WHAT THIS TASK INVOLVES:
Repeat the records given below in full, with no changes.

(Dataset entries)

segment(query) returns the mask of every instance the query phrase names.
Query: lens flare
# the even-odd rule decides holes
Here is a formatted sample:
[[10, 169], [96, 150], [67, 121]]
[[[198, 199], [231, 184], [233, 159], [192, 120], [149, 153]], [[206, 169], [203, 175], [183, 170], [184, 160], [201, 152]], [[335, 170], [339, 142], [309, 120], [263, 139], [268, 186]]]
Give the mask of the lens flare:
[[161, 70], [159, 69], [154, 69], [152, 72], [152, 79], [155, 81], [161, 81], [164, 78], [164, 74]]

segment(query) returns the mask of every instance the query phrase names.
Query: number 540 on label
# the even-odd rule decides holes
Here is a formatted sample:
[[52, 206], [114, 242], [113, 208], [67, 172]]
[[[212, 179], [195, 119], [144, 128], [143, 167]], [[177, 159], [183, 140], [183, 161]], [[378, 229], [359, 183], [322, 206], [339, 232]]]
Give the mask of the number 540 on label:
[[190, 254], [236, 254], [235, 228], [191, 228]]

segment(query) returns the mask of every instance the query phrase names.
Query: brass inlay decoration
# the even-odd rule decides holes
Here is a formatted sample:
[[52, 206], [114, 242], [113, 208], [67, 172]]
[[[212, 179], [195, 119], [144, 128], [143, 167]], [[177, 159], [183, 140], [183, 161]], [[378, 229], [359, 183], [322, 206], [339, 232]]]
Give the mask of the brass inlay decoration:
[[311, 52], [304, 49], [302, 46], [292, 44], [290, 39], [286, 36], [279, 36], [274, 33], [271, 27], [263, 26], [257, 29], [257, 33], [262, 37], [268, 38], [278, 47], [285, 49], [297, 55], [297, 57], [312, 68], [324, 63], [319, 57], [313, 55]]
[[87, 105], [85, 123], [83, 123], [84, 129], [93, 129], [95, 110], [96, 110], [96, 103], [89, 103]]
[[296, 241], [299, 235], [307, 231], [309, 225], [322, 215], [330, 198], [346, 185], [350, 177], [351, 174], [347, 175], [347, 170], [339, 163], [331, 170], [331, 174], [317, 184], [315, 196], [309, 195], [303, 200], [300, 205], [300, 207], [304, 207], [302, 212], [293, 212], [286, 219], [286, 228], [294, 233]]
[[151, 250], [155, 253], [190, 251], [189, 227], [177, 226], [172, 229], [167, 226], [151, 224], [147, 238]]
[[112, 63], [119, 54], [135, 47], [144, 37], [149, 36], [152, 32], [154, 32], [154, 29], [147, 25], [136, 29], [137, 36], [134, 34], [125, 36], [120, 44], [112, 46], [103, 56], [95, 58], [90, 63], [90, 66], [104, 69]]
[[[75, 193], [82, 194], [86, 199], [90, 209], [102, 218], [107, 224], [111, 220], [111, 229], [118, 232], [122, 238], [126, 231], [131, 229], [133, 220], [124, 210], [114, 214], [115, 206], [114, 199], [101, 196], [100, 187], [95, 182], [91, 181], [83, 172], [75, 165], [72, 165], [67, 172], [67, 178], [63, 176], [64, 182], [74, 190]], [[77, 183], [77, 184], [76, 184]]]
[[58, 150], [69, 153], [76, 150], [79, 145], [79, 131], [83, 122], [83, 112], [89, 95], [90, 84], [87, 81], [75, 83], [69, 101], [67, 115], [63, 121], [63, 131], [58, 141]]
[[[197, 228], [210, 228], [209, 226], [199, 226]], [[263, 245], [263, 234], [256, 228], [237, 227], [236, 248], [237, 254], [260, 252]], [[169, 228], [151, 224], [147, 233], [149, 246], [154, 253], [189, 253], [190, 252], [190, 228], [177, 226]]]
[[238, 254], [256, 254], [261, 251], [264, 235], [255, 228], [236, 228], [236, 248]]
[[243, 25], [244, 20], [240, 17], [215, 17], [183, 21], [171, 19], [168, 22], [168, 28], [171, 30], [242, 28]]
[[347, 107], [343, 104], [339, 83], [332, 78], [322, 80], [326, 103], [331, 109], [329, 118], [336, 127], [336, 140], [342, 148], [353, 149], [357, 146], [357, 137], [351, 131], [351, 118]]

EXERCISE SOLUTION:
segment(query) returns the mask of every instance the query phrase names.
Query: lens flare
# the even-odd rule decides holes
Here is a formatted sample:
[[10, 169], [96, 150], [67, 121]]
[[[198, 199], [231, 184], [233, 159], [192, 120], [149, 153]], [[206, 169], [203, 175], [183, 170], [184, 160], [201, 152]], [[335, 170], [339, 142], [309, 120], [263, 139], [268, 186]]]
Give the mask of the lens flare:
[[161, 70], [159, 69], [154, 69], [152, 72], [152, 79], [155, 81], [161, 81], [164, 78], [164, 74]]

segment(query) returns the mask of every instance the query phrase names.
Query: number 540 on label
# the even-odd rule decides holes
Here is a formatted sample:
[[52, 206], [114, 242], [113, 208], [67, 172]]
[[[212, 179], [195, 119], [144, 128], [143, 167]], [[177, 159], [183, 140], [183, 161]], [[378, 229], [359, 183], [322, 206], [339, 232]]]
Give the mask of the number 540 on label:
[[190, 254], [236, 254], [235, 228], [191, 228]]

segment(query) returns the mask of every instance the query phrase names.
Query: brass inlay decoration
# the even-odd rule decides holes
Here is a formatted sample:
[[52, 206], [114, 242], [113, 208], [67, 172]]
[[[212, 179], [195, 119], [144, 128], [143, 167]], [[177, 159], [183, 140], [183, 161]], [[378, 229], [359, 183], [322, 206], [339, 232]]]
Give the mask of the brass inlay decoration:
[[311, 52], [304, 49], [302, 46], [292, 44], [290, 39], [286, 36], [279, 36], [274, 33], [271, 27], [263, 26], [257, 29], [257, 33], [262, 37], [268, 38], [278, 47], [285, 49], [297, 55], [297, 57], [312, 68], [324, 63], [319, 57], [313, 55]]
[[87, 105], [85, 123], [83, 123], [84, 129], [93, 129], [95, 110], [96, 110], [96, 103], [89, 103]]
[[296, 241], [299, 235], [307, 231], [309, 225], [322, 215], [330, 198], [346, 185], [350, 177], [351, 174], [347, 175], [347, 170], [339, 163], [331, 170], [331, 174], [317, 184], [315, 196], [309, 195], [303, 200], [300, 205], [300, 207], [304, 207], [302, 212], [293, 212], [286, 219], [286, 228], [294, 233]]
[[151, 250], [155, 253], [190, 251], [189, 227], [177, 226], [172, 229], [167, 226], [151, 224], [147, 238]]
[[112, 63], [119, 54], [135, 47], [144, 37], [149, 36], [152, 32], [154, 32], [154, 29], [147, 25], [136, 29], [137, 36], [134, 34], [125, 36], [120, 44], [112, 46], [103, 56], [95, 58], [90, 63], [90, 66], [104, 69]]
[[[75, 193], [82, 194], [86, 199], [90, 209], [102, 218], [107, 224], [111, 220], [111, 229], [118, 232], [122, 238], [126, 231], [131, 229], [133, 220], [124, 210], [114, 214], [115, 206], [114, 199], [101, 196], [100, 187], [95, 182], [91, 181], [83, 172], [75, 165], [72, 165], [67, 172], [67, 178], [63, 176], [64, 182], [74, 190]], [[77, 183], [77, 184], [76, 184]]]
[[58, 150], [69, 153], [76, 150], [79, 145], [79, 131], [83, 122], [83, 112], [89, 95], [90, 84], [87, 81], [75, 83], [69, 101], [67, 115], [63, 121], [63, 131], [58, 141]]
[[[197, 228], [210, 228], [209, 226], [199, 226]], [[263, 245], [263, 234], [256, 228], [237, 227], [236, 248], [237, 254], [260, 252]], [[169, 228], [151, 224], [147, 233], [149, 246], [154, 253], [189, 253], [190, 252], [190, 228], [177, 226]]]
[[238, 254], [256, 254], [261, 251], [264, 235], [255, 228], [236, 228], [236, 248]]
[[243, 25], [244, 20], [240, 17], [215, 17], [183, 21], [171, 19], [168, 22], [168, 28], [171, 30], [242, 28]]
[[347, 107], [343, 104], [339, 83], [332, 78], [322, 80], [326, 103], [331, 109], [329, 118], [336, 127], [336, 140], [342, 148], [353, 149], [357, 146], [357, 137], [351, 131], [351, 118]]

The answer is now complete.